- Selection:
## Begin
If the guest OS doesn't end up freeing/reallocating that memory while 
it's registered with udmabuf in the hypervisor, then we should be fine.

Because that way, the guest won't end up trigger MADV_DONTNEED by 
"accident".

-- 
Cheers,

David / dhildenb



^ permalink raw reply	[flat|nested] 23+ messages in thread

* Re: [PATCH v1 0/2] udmabuf: Add back support for mapping hugetlb pages
  2023-06-26 19:04               ` Peter Xu
@ 2023-06-27 15:52                 ` Jason Gunthorpe
  2023-06-27 16:00                   ` Peter Xu
  0 siblings, 1 reply; 23+ messages in thread
From: Jason Gunthorpe @ 2023-06-27 15:52 UTC (permalink / raw)
  To: Peter Xu
  Cc: David Hildenbrand, Kasireddy, Vivek, dri-devel, linux-mm,
	Mike Kravetz, Gerd Hoffmann, Kim, Dongwon, Andrew Morton,
	James Houghton, Jerome Marchand, Chang, Junxiao,
	Kirill A . Shutemov, Hocko, Michal, Muchun Song, John Hubbard

On Mon, Jun 26, 2023 at 03:04:21PM -0400, Peter Xu wrote:
> On Mon, Jun 26, 2023 at 03:18:48PM -0300, Jason Gunthorpe wrote:
> > On Mon, Jun 26, 2023 at 08:14:27PM +0200, David Hildenbrand wrote:
> > 
> > > So we might have to implement the same page migration as gup does on
> > > FOLL_LONGTERM here ... maybe there are more such cases/drivers that actually
> > > require that handling when simply taking pages out of the memfd, believing
> > > they can hold on to them forever.
## End
- Exercise set:
[a] In the udmabuf mailing list thread, list each person introduced by a "wrote:" line, along with the date and time given on that line.
[b] Write the next part of the udmabuf mailing list thread, picking up right after its last line.

(Records from a data source)
## Begin
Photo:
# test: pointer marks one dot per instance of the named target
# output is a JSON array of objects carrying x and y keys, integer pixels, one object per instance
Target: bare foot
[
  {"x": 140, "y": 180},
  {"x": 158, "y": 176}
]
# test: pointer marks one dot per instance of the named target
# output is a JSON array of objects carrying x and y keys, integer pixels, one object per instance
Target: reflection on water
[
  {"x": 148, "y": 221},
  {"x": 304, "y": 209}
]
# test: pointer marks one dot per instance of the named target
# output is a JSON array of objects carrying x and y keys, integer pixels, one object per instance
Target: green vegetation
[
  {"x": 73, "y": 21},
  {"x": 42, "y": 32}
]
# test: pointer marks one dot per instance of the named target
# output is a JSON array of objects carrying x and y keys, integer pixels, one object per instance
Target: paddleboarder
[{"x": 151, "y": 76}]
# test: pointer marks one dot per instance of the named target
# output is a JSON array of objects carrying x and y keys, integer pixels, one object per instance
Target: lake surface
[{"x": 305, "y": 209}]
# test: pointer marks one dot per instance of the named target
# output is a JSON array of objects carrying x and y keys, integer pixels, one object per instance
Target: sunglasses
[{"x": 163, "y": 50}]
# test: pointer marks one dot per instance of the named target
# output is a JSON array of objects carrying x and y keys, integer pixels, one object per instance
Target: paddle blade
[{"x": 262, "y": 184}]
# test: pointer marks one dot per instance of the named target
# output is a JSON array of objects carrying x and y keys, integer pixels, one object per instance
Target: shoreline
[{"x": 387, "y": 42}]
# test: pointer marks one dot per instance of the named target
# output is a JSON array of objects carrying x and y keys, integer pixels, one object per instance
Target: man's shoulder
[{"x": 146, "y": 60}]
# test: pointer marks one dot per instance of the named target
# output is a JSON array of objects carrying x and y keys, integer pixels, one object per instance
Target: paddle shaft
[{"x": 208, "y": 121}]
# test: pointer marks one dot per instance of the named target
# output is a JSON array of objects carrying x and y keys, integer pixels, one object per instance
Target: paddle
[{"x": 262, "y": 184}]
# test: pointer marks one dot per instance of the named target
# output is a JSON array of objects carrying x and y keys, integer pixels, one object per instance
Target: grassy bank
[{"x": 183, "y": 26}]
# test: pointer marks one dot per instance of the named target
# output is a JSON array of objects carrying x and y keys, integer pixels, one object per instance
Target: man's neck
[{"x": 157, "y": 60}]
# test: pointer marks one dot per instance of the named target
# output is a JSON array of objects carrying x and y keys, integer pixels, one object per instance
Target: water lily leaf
## End
- Answers below:
[a]
- Peter Xu: Mon, Jun 26, 2023 at 03:04:21PM -0400
- Jason Gunthorpe: Mon, Jun 26, 2023 at 03:18:48PM -0300
- David Hildenbrand: Mon, Jun 26, 2023 at 08:14:27PM +0200

[b]
> > 
> > In general I would like to see an interface to FOLL_LONGTERM pin pages
> > from a memfd. I would quite happily use that in iommufd as well.
> > 
> > It solves some problems we have there with fork/exec/etc if the pages
> > are not linked to a mm_struct.
> 
> Afaiu any fd based approach should mean it'll never work with private
> memories, while mm-based should be able to work on any kind.  

Is there a significant use case to open a memfd and then use
MAP_PRIVATE? Why would anyone want to do that instead of just using
normal mmap anonymous memory?

Jason 


^ permalink raw reply	[flat|nested] 23+ messages in thread

* Re: [PATCH v1 0/2] udmabuf: Add back support for mapping hugetlb pages
  2023-06-27 15:52                 ` Jason Gunthorpe
@ 2023-06-27 16:00                   ` Peter Xu
  2023-06-27 16:04                     ` Jason Gunthorpe
  0 siblings, 1 reply; 23+ messages in thread
From: Peter Xu @ 2023-06-27 16:00 UTC (permalink / raw)
  To: Jason Gunthorpe
  Cc: David Hildenbrand, Kasireddy, Vivek, dri-devel, linux-mm,
	Mike Kravetz, Gerd Hoffmann, Kim, Dongwon, Andrew Morton,
	James Houghton, Jerome Marchand, Chang, Junxiao,
	Kirill A . Shutemov, Hocko, Michal, Muchun Song, John Hubbard

On Tue, Jun 27, 2023 at 12:52:34PM -0300, Jason Gunthorpe wrote:
> On Mon, Jun 26, 2023 at 03:04:21PM -0400, Peter Xu wrote:
> > On Mon, Jun 26, 2023 at 03:18:48PM -0300, Jason Gunthorpe wrote:
> > > On Mon, Jun 26, 2023 at 08:14:27PM +0200, David Hildenbrand wrote:
> > > 
> > > > So we might have to implement the same page migration as gup does on
> > > > FOLL_LONGTERM here ... maybe there are more such cases/drivers that actually
> > > > require that handling when simply taking pages out of the memfd, believing
> > > > they can hold on to them forever.
> > > 
> > > In general I would like to see an interface to FOLL_LONGTERM pin pages
> > > from a memfd. I would quite happily use that in iommufd as well.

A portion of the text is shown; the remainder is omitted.